READING PASSAGE:
In our last ‘Natural Hair Essentials’ segment, I discussed Castor Oil. This week, I will be highlighting the wonders of Olive oil for the hair.
Prior to deciding to go natural, the only experience I’d had with Olive oil and hair was the Organic Root Stimulator Olive Oil Sheen Spray. When I was relaxed, I used to spray it onto my scalp, as opposed to greasing my scalp, as well as sprayed to add sheen to my hair. At 15 months into my transition, I incorporate Olive Oil into most every product I use. Olive oil is a versatile product that can be used in cooking as well as skin and hair care maintenance.
The olive tree originated in Asia, and has been cultivated for over 3,000 years in Mediterranean countries, where much of the olive crop is used to make olive oil. Olives are pitted and ground to a thick pulp, then pressed to remove the juices, which are placed in a centrifuge (an object that rotates around a fixed axis) to separate the water from the oil. In countries where olive oil is consumed extensively, such as Greece, Italy and Spain, there is a low incidence of cardiovascular diseases. Olive oil is rich with natural fats, making it perfect for nourishing dry and chapped skin organically.
The oil can be used to:
- Help for the digestive tract
- Relieve constipation
- Lower blood cholesterol
- Moisturize skin and hair
- Promote a healthy heart
- Prevent hair loss
There are three type of olive oil: virgin, extra virgin, and pure. These relate to the olive’s first, second, and third press to excrete oil. For hair treatments, pure olive oil will do the trick.
A few months go, I decided that I wanted to make an oil infusion. For me, this including infusing Rosemary, an herb known for it’s hair growth properties, with Olive Oil. For those unfamiliar with infusing in general, we can think of this as the science of flavoring the oil. There are two simple methods for doing an infusion—hot and cold. Be sure to begin with a light, tasteless oil, like safflower or canola, (we can also refer to these as carrier oils).

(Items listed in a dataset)
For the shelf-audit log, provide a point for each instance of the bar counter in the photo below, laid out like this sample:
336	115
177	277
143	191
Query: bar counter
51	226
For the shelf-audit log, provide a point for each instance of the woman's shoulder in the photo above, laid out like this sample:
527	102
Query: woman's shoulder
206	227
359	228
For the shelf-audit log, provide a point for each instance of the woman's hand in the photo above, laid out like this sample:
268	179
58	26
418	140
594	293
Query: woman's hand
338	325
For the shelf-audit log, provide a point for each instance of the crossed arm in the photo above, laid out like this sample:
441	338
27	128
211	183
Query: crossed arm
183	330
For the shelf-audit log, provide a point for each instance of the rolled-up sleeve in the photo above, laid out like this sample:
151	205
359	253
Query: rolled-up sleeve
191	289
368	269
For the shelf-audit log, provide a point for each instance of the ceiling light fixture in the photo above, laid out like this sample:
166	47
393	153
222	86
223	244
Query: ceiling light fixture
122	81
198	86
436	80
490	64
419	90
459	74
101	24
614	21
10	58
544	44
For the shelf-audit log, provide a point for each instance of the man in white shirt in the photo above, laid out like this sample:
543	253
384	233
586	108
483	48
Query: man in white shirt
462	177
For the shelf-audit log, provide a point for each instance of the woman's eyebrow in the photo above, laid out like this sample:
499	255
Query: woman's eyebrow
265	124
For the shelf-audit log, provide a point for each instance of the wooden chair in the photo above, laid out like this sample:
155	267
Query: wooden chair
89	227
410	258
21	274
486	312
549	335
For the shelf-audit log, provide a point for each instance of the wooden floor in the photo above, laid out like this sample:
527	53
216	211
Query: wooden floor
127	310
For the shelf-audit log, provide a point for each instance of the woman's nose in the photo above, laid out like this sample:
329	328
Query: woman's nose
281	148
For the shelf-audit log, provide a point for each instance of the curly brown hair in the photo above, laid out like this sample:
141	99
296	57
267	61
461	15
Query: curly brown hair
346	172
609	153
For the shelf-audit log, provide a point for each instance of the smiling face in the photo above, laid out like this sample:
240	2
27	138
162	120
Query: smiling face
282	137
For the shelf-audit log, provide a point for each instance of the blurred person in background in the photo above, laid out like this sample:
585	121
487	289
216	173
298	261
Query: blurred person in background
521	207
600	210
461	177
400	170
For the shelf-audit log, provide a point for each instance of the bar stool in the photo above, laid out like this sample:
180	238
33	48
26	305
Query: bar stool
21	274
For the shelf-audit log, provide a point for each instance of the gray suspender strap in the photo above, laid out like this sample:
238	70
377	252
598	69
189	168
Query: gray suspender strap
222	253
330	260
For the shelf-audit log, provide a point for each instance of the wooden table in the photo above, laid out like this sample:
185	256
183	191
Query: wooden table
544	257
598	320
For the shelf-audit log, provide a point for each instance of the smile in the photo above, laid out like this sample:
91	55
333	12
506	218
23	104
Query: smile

WHAT YOU NEED TO DO:
1. According to the olive oil post, for how long has the olive tree been cultivated in Mediterranean countries?
2. Condense the paragraph of the olive oil post that begins "The olive tree originated in Asia" into a short bulleted list that keeps its main facts.
3. Copy the olive oil post word for word between "In our last" and "hair care maintenance.", inclusive.

ANSWERS GIVEN:
1. For over 3,000 years.

2.
- The olive tree came from Asia and has been grown in Mediterranean countries for over 3,000 years. Much of the crop there goes into olive oil.
- Olives are pitted, ground to a thick pulp and pressed. The juices are then spun in a centrifuge to separate the water from the oil.
- Countries that use a lot of olive oil, such as Greece, Italy and Spain, have a low incidence of cardiovascular diseases.
- Its natural fats make olive oil well suited to nourishing dry, chapped skin.

3.
In our last ‘Natural Hair Essentials’ segment, I discussed Castor Oil. This week, I will be highlighting the wonders of Olive oil for the hair.
Prior to deciding to go natural, the only experience I’d had with Olive oil and hair was the Organic Root Stimulator Olive Oil Sheen Spray. When I was relaxed, I used to spray it onto my scalp, as opposed to greasing my scalp, as well as sprayed to add sheen to my hair. At 15 months into my transition, I incorporate Olive Oil into most every product I use. Olive oil is a versatile product that can be used in cooking as well as skin and hair care maintenance.